(REQUIREMENTS)
a) From the memoir excerpt, reproduce word for word the passage that begins at "Cynthia and I" and stops after "cottage comforts me.".
b) According to the memoir excerpt, what did Sandy Shirey say she wants to make?

(SOURCE)

──────────

It keeps coming to me how I was unknowingly being prepared to play my part as the days grew closer to her final one. A week before I had paid all my bills, including December’s mortgage, so I would not be encumbered by these necessities. Several days before her death, I had cleaned the dining room chandelier, replacing bulbs and adding shades so that the dining room sparkled for her service. I invited Peggy Siegel to the house, which meant that a day or two before Mom died she had a healing session with Peggy. And on a deeper level I had asked Peggy to open my heart. All around me are broken hearts. If I could ask for anything, it would be to have the love of truth that Mom possessed.
Cynthia and I marvel at the fact that the last warm day of autumn was the day of her service. From that day on it has been winter weather, the leaves racing in wind-driven packs across the yard. My little cottage comforts me.
This has been a week of radiance, of such great love pouring in the door. Last night the town turned out in force for my book party. It was the second time in six days that I had stood in front of so many dear, open faces, all of them shining with affection, and spoken to them of the love I have for this town. What an amazing fourteen years.
At the party, little Erika Dunkel took the coats, Sandy Shirey said she wants to make me a Christmas wreath (to show me, she said, “that the circle is unbroken”), Bobby Parker put his arm around me to say he was sorry about Mom, Sue Watson and Deering Gaddy made a contribution to the memorial fund, and someone I don’t know hung an angel wind chime in Mom’s tree. Patty Miller said the foot that Mom used to massage every Sunday doesn’t hurt anymore. It could be, now that Mom is gone, that the healing she began on earth will intensify.

──────────

(SUPPLIED ENTRIES)
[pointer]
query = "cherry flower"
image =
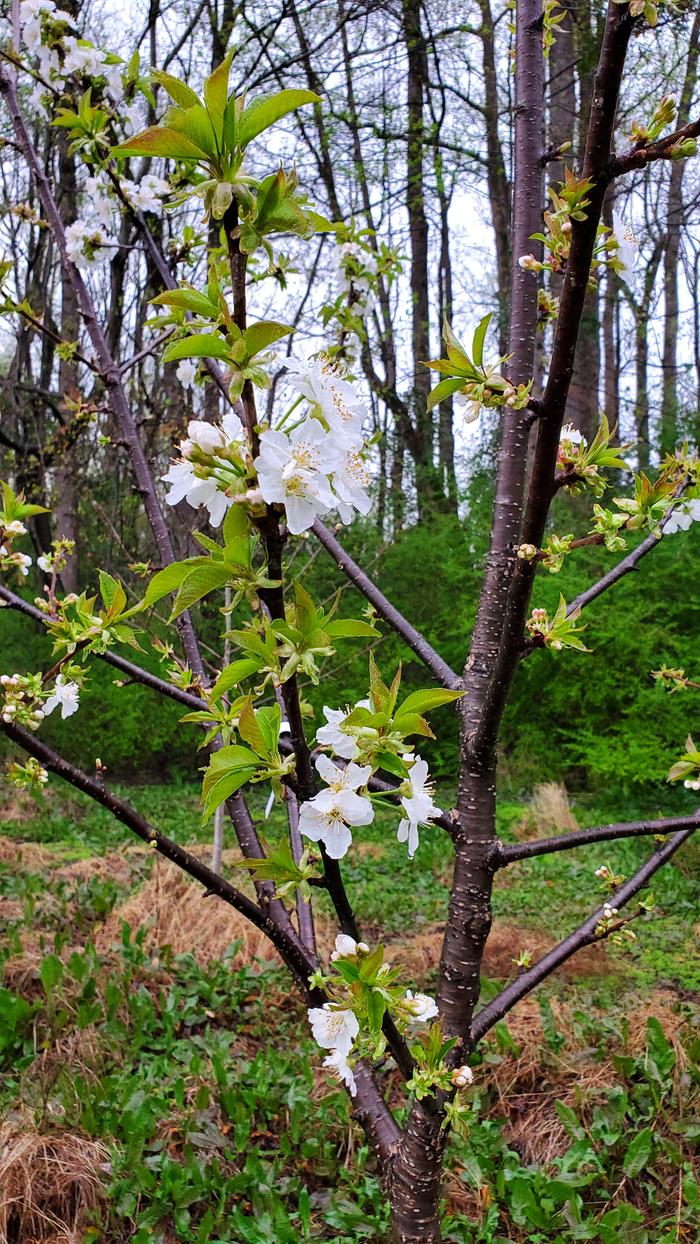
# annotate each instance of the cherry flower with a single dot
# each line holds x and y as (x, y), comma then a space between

──────────

(SOLUTIONS BELOW)
a)
Cynthia and I marvel at the fact that the last warm day of autumn was the day of her service. From that day on it has been winter weather, the leaves racing in wind-driven packs across the yard. My little cottage comforts me.

b) A Christmas wreath.